■ EXTRAIT À LIRE:
La vieille routarde: un modeste guide

Vu que personne ne m’aime, je voyage seule.

Je ne vais pas mentir, c’est parfois intimidant de circuler en solitaire, cernée par les familles ou les bandes d’amis dans un endroit parfaitement inconnu. A deux, à trois, à dix, on est plus fort. La présence de l’autre justifie la nôtre. Seule, on peut se sentir illégitime à occuper l’espace. Vous êtes impaire, vous plombez la symétrie : mais qu’est-ce que vous foutez là ? Les gens rient ensemble, commentent la beauté du lieu, s’exclament devant le coucher de soleil. Et vous restez parfaitement silencieuse.


Vous êtes seule, et paradoxalement, vous sentez que vous prenez trop d’espace : pour vous en convaincre, présentez-vous au serveur d’une terrasse bondée vue mer, et observez le froncement de ses sourcils tandis qu’il vous débusque la plus petite table disponible (une table de trois). Je vous mets au défi de déguster votre pitance sous les regards hostiles des gens qui attendent leur tour, injustement spoliés par vous et votre solitude obèse : ces chaises vides en face de vous leur reviennent de droit ! Il est facile de se sentir mal à l’aise quand on n’appartient pas au troupeau. Combien de fois ai-je accepté d’être la variable d’ajustement, et de céder ma place près du hublot pour me retrouver près des toilettes afin de ne pas désunir un groupe ? Bon, en réalité, une seule fois. Depuis, j’ai appris ma leçon. Maintenant, si vous le permettez, Me, myself and I aimerions admirer le paysage.

■ LISTE EXTRAITE:
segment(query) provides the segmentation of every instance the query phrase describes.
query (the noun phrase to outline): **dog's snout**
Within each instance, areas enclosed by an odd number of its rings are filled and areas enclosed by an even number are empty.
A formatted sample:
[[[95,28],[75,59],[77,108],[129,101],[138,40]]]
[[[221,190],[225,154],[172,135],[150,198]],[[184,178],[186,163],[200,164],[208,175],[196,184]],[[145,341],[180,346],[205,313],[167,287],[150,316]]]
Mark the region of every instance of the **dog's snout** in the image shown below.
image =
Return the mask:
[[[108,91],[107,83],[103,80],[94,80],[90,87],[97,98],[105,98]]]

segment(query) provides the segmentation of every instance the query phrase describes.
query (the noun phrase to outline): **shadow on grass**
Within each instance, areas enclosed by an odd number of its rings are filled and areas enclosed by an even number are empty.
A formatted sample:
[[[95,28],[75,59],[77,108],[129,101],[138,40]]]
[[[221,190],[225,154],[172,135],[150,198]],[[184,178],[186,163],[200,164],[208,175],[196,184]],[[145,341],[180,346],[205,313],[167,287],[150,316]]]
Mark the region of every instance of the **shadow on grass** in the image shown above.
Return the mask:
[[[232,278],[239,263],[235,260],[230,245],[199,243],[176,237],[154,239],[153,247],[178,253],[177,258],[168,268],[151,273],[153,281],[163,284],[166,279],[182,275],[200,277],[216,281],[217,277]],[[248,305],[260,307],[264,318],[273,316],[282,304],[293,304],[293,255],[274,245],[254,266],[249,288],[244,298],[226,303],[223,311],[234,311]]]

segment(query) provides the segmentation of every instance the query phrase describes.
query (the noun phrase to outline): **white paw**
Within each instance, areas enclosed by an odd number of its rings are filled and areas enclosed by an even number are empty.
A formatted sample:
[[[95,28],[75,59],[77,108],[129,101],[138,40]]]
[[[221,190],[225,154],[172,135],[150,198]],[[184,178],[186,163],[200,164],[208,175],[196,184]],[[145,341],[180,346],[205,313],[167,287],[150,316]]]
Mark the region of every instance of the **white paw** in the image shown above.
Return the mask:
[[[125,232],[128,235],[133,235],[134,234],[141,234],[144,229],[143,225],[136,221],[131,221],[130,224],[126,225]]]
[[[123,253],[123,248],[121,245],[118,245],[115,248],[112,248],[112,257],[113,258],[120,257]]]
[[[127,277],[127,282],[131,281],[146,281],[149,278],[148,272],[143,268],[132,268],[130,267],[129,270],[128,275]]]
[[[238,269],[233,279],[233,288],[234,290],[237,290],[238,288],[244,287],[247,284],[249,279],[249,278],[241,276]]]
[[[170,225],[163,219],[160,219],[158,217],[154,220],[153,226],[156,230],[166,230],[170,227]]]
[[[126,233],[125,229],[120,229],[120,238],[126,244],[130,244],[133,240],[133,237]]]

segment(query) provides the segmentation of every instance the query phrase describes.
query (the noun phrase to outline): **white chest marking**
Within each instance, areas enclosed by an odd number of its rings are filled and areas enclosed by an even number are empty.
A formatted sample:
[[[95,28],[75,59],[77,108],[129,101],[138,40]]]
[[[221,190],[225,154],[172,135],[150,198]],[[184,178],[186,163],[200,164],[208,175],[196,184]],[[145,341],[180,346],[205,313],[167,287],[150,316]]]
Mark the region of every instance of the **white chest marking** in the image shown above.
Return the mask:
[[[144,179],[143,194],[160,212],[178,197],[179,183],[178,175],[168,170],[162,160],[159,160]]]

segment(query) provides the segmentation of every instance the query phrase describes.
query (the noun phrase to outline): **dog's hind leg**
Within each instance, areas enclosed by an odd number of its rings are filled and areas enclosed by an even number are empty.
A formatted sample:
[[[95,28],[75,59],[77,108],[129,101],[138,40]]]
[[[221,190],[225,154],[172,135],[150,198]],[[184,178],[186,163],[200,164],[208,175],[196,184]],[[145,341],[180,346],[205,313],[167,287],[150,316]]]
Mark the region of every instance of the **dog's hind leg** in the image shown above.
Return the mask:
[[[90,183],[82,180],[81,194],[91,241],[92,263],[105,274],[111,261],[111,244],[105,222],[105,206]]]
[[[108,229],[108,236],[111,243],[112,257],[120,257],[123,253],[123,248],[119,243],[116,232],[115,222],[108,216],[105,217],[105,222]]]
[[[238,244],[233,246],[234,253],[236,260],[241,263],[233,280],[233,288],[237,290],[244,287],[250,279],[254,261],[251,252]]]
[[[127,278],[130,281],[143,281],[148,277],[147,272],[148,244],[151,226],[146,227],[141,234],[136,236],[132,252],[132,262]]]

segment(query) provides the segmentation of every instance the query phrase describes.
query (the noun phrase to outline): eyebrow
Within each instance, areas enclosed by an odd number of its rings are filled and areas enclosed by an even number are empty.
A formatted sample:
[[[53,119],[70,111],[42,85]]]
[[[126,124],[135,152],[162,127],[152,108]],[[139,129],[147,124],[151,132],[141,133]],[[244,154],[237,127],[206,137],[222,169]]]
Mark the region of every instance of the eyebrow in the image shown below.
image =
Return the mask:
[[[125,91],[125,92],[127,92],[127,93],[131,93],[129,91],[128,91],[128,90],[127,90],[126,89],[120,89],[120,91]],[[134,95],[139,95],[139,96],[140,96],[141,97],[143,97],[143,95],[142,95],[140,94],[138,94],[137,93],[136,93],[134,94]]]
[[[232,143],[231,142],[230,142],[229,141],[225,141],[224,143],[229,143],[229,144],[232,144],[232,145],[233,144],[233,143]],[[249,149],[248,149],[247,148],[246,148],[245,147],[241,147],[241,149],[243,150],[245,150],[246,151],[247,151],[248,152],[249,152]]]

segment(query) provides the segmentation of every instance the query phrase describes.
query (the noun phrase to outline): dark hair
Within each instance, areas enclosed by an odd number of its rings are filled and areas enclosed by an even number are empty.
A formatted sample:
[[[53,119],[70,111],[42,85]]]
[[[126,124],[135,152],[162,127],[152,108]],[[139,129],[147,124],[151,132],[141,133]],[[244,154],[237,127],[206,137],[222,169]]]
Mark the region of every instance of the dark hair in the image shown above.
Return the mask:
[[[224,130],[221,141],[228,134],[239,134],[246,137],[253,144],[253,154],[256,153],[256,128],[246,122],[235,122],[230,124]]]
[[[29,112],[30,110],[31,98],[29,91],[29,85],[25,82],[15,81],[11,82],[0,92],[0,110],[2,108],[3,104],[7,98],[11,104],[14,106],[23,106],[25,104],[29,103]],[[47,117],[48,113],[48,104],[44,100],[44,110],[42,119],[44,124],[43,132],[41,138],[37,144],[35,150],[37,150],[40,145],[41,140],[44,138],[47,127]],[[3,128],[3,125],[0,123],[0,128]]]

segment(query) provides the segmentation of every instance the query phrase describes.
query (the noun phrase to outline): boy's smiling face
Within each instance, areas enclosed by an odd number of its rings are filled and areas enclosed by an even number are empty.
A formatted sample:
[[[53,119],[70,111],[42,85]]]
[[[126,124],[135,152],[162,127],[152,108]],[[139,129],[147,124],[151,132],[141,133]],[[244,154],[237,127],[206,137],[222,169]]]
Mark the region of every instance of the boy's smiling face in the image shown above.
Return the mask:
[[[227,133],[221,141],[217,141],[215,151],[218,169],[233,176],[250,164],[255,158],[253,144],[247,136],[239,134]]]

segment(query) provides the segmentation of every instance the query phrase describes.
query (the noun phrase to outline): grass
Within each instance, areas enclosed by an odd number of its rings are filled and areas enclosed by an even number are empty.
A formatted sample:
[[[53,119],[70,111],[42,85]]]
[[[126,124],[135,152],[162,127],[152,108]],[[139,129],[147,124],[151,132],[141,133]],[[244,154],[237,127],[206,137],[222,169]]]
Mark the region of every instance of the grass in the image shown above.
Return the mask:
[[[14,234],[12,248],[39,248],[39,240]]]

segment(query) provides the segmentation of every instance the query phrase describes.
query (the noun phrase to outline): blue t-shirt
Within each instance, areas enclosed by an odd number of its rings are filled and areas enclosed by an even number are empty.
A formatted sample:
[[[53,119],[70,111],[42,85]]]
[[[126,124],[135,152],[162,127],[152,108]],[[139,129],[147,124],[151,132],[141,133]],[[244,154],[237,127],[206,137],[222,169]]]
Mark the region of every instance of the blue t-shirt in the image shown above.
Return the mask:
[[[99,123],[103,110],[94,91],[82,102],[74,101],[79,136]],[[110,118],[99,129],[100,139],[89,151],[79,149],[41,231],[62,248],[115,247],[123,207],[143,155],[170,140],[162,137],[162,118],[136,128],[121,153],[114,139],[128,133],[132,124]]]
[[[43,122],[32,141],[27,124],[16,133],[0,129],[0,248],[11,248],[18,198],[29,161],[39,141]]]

■ OBJECTIF 1: D'après l'extrait, pourquoi peut-on se sentir illégitime à occuper l'espace quand on est seul ? Répondez en une à trois phrases.
■ OBJECTIF 2: Recopiez fidèlement le passage de l'extrait qui commence par « Vu que personne » et se termine par « restez parfaitement silencieuse. ».
La liste est un matériau à part, sans lien avec l'extrait.

■ RÉPONSE RÉDIGÉE 1: À plusieurs, la présence de l'autre justifie la nôtre, alors que seul on n'a pas cette justification. On est impair et on plombe la symétrie au milieu des familles ou des bandes d'amis.

■ RÉPONSE RÉDIGÉE 2:
Vu que personne ne m’aime, je voyage seule.

Je ne vais pas mentir, c’est parfois intimidant de circuler en solitaire, cernée par les familles ou les bandes d’amis dans un endroit parfaitement inconnu. A deux, à trois, à dix, on est plus fort. La présence de l’autre justifie la nôtre. Seule, on peut se sentir illégitime à occuper l’espace. Vous êtes impaire, vous plombez la symétrie : mais qu’est-ce que vous foutez là ? Les gens rient ensemble, commentent la beauté du lieu, s’exclament devant le coucher de soleil. Et vous restez parfaitement silencieuse.